OBJETIVO DA TAREFA:
Como se traduz para o inglês esta frase do artigo sobre o arquiteto David Fischer: "Nos seus trabalhos, o italiano dá movimento a edifícios e não a toa é conhecido hoje como o expoente da arquitetura dinâmica."?

Ao falar o arquiteto italiano David Fischer falar não traz apenas um tom analítico, mas imprime nas respostas e na expressão uma grande paixão pelo trabalho. Usar a expressão arquiteto para Fischer é ser um pouco minimalista, afinal, o que esse profissional apresenta vai muito além de um projeto arquitetônico. Nos seus trabalhos, o italiano dá movimento a edifícios e não a toa é conhecido hoje como o expoente da arquitetura dinâmica. Para os leigos pragmáticos em contemplarem projetos arquitetônicos estáticos, assistir a explicação de David Fischer e ver os projetos desenvolvidos por ele onde os andares dos prédios se movem, mini turbinas eólicas são colocadas ao lado do prédio para garantirem abastecimento de energia, pode até parecer algo surrealista. Mas a explicação de Fischer traz o projeto para o contexto do real. Inclusive, em Londres já há um projeto assinado por David Fischer e que será executado a partir da concepção do edifício dinâmico. Aliás, o que hoje o italiano dá vida através dos projetos, começou ainda na infância, nas observações da criança.

TRECHOS DAS ENTRADAS:
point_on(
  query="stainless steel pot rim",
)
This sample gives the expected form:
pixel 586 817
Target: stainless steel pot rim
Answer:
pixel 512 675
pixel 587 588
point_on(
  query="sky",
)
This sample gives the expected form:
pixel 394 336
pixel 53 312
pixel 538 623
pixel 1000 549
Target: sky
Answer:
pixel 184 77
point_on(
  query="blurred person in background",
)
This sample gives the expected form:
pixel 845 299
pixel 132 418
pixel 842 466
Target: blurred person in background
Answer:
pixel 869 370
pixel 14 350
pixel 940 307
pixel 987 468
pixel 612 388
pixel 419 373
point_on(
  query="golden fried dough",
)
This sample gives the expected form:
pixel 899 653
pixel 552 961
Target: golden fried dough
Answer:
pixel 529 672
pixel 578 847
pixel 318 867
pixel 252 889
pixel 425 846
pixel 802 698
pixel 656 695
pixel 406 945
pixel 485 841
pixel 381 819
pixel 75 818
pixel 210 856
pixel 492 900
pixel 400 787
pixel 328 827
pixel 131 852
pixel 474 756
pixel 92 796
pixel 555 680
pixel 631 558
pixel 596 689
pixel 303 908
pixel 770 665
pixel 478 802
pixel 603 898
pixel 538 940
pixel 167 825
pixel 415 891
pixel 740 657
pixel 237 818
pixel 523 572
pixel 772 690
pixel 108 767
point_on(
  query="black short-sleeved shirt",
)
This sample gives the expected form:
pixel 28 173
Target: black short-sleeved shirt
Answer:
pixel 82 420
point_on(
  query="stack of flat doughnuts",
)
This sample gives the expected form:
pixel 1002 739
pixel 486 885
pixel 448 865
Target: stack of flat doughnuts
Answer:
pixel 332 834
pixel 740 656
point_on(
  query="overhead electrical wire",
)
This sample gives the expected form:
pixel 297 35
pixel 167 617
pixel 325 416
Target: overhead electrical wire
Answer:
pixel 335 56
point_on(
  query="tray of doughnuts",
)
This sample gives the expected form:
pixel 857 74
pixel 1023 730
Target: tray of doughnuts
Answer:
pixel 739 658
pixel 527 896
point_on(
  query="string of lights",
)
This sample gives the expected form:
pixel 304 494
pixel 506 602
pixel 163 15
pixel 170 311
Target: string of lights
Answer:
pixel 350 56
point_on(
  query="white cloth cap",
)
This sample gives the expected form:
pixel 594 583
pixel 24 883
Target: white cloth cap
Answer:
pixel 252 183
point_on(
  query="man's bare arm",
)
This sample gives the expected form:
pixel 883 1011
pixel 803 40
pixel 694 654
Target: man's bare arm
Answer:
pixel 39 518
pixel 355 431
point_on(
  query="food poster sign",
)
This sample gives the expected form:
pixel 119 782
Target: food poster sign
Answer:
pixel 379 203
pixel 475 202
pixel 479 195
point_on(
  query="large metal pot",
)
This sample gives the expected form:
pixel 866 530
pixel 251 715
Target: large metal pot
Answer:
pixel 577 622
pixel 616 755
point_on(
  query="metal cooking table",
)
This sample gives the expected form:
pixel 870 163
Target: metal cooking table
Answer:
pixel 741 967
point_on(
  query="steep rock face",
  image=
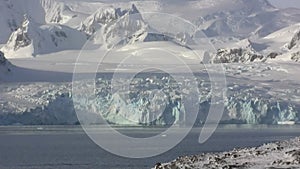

SOLUÇÃO DO EXERCÍCIO:
In his work, the Italian gives movement to buildings, and it is no accident that he is known today as the leading exponent of dynamic architecture.